Top of Selected excerpt

The DfE has also unveiled a new one-to-one “attendance mentoring pilot, while a new "attendance data visualisation tool" is to be launched later this month.

The guidance (DfE, 2022) is non-statutory this year although is expected to become statutory from September 2023.

The thrust is very much on identifying specific barriers for individual pupils or groups of pupils, including analysing data. Schools should “build strong relationships with families, listen to and understand barriers to attendance and work with families to remove them”.

Schools are expected to “monitor and analyse weekly attendance patterns and trends and deliver intervention and support in a targeted way to pupils and families”. This should go beyond headline attendance percentages and look at individual pupils, cohorts and groups (including punctuality).

It adds that schools should: “Devise specific strategies to address areas of poor attendance identified through data. This may, for example, include pupils in a year group with higher than average absence or for pupils eligible for free school meals if their attendance falls behind that of their more advantaged peers.”

It also includes a list of what school attendance policies must include, such as the point at which Fixed Penalty Notices for absence and other sanctions will be sought. For more details on this list, see our report here.

Elsewhere, the DfE says that its three-year attendance mentoring pilot will begin this term and will be focused on tackling the factors behind non-attendance, including bullying or mental health issues.

The DfE is to launch the pilot in Middlesborough this year, before expanding to other areas of the country next year.The pilot will provide support to more than 1,600 persistently and severely absent pupils over the three-year period, the DfE has pledged.

Persistently and severely absent pupils miss 10% or 50% of sessions (half-days) respectively.

Meanwhile, a new “attendance data visualisation tool” will be launched for use by local authorities and schools and as part of a new national attendance data dashboard. This is expected later in September and is aimed at giving schools and others useful insights of daily, weekly and termly trends.

It comes after two high-profile research reports earlier this year offered advice for schools seeking to tackle attendance issues.

An attendance audit conducted by children’s commissioner Dame Rachel de Souza (2022) listed six ambitions with a range of related recommendations for schools and wider education to help boost attendance. These included listening to students effectively and ensuring that exclusions triggered effective interventions. Read more about this report here.

And a research review by the Education Endowment Foundation (EEF, 2022) looked at the findings of 72 studies into interventions aimed at improving pupils’ attendance. It found that sending “nudge” letters to the parents of persistently absent pupils and identifying and addressing specific, individual barriers to attendance are two approaches shown to have positive impact on attendance.

However, it also says more research is needed and as such the EEF is currently working with the Youth Endowment Fund to fund and trial different approaches to improve attendance and reduce exclusions. Read more about this report here.

The overall absence rate for autumn 2020 was 4.7% of sessions across all types of state school – which equates to three days per pupil. This does not include absences due to Covid and is similar to 2019, when the figure was 4.9%.

Within this, 3.3% of missed sessions were authorised by the school and 1.4% were unauthorised. Broken down by phase, primary schools recorded 3.7% absence (of which 1% were unauthorised), while secondaries recorded 5.7% absence (1.8% unauthorised).

The number of pupils persistently absent increased to 501,642 (16.3%) in secondary schools in autumn 2020, compared with 454,167 in 2019 (15%), not including non-attendance in Covid circumstances. In primary schools, persistent absence has fallen to 9.9% from 11.2% over the same period.

However, once you factor Covid into the equation the figures are stark. In autumn 2021, one in four children were persistently absent from school compared to one in nine in 2018/19 (pre-pandemic).

Bottom of Selected excerpt

Reproduce the school attendance article word for word, starting at "The number of" and ending at "in 2018/19 (pre-pandemic).".

Top of Data extracts

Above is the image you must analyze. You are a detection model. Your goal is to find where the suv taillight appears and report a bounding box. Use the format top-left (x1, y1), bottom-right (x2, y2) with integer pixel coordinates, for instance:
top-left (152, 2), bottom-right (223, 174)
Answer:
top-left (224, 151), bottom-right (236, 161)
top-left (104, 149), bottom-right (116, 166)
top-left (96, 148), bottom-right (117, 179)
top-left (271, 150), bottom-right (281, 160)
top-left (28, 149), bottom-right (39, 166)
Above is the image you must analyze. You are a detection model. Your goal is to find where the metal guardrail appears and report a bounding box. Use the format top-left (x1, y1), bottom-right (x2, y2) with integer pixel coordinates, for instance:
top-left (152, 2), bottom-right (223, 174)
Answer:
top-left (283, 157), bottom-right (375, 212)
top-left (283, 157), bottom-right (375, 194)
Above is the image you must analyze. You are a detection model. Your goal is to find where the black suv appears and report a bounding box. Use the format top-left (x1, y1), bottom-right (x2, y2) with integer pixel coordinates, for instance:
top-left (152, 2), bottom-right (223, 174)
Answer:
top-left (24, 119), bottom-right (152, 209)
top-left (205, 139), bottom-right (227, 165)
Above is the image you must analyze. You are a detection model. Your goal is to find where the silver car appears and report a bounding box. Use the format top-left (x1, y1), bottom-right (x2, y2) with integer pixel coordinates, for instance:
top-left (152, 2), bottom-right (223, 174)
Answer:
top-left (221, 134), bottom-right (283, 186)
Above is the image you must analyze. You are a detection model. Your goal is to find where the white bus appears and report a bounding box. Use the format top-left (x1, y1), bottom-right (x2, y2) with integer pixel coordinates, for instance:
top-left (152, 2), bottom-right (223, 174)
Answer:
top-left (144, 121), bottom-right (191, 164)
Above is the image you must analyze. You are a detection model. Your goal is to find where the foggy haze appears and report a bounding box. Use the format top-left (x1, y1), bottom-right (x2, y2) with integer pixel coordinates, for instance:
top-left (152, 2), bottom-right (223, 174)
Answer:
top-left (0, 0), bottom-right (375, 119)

Bottom of Data extracts

Response area:
The number of pupils persistently absent increased to 501,642 (16.3%) in secondary schools in autumn 2020, compared with 454,167 in 2019 (15%), not including non-attendance in Covid circumstances. In primary schools, persistent absence has fallen to 9.9% from 11.2% over the same period.

However, once you factor Covid into the equation the figures are stark. In autumn 2021, one in four children were persistently absent from school compared to one in nine in 2018/19 (pre-pandemic).